Excerpt:
In January 2002, we amended our credit facility to provide the Partnership
with greater structuring flexibility to finance larger acquisitions by amending
the limitation and restrictions on asset sales, including the removal of a
provision that required lender approval before making any acquisition greater
than $50.0 million.

Note 6 -- Distributions

On February 14, 2002, we paid a cash distribution of $0.5125 per unit on
our outstanding common units, Class B units and subordinated units. The
distribution was paid to unitholders of record on February 4, 2002, for the
period October 1, 2001, through December 31, 2001. The total distribution paid
was approximately $23.2 million, with approximately $17.0 million paid to our
common unitholders, $5.1 million paid to our subordinated unitholders and $1.0
million paid to our general partner for its general partner and incentive
distribution interests. The distribution was in excess of the minimum quarterly
distribution specified in the Partnership Agreement.

Provided material:

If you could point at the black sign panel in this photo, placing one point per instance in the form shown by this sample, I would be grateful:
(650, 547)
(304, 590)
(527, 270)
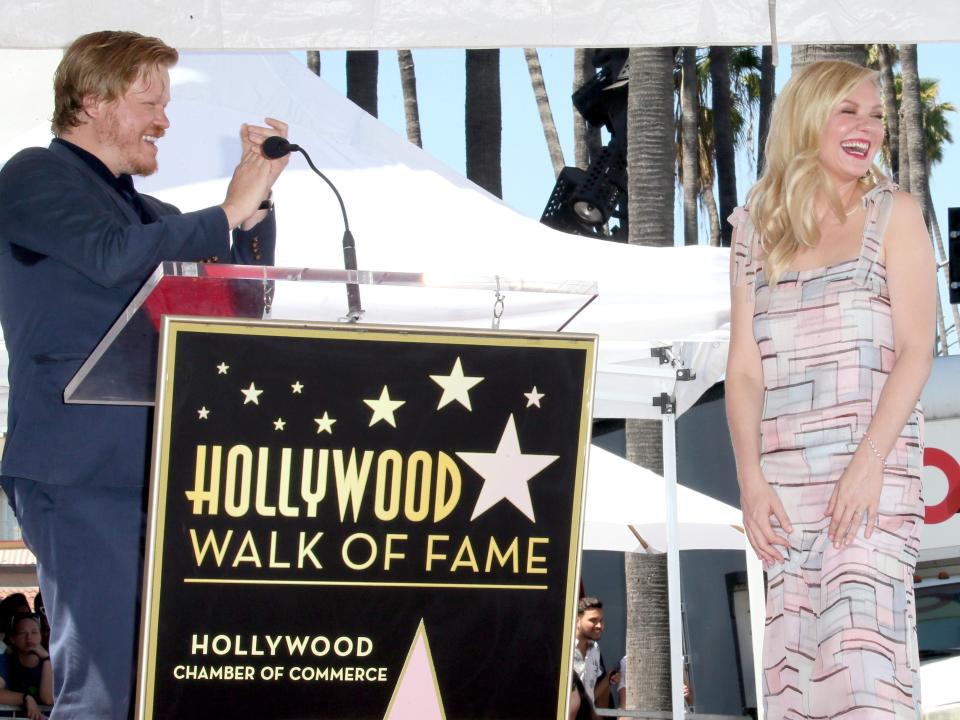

Stated goal:
Please reproduce the full excerpt on the credit facility amendment and distributions, word for word.

The response:
In January 2002, we amended our credit facility to provide the Partnership
with greater structuring flexibility to finance larger acquisitions by amending
the limitation and restrictions on asset sales, including the removal of a
provision that required lender approval before making any acquisition greater
than $50.0 million.

Note 6 -- Distributions

On February 14, 2002, we paid a cash distribution of $0.5125 per unit on
our outstanding common units, Class B units and subordinated units. The
distribution was paid to unitholders of record on February 4, 2002, for the
period October 1, 2001, through December 31, 2001. The total distribution paid
was approximately $23.2 million, with approximately $17.0 million paid to our
common unitholders, $5.1 million paid to our subordinated unitholders and $1.0
million paid to our general partner for its general partner and incentive
distribution interests. The distribution was in excess of the minimum quarterly
distribution specified in the Partnership Agreement.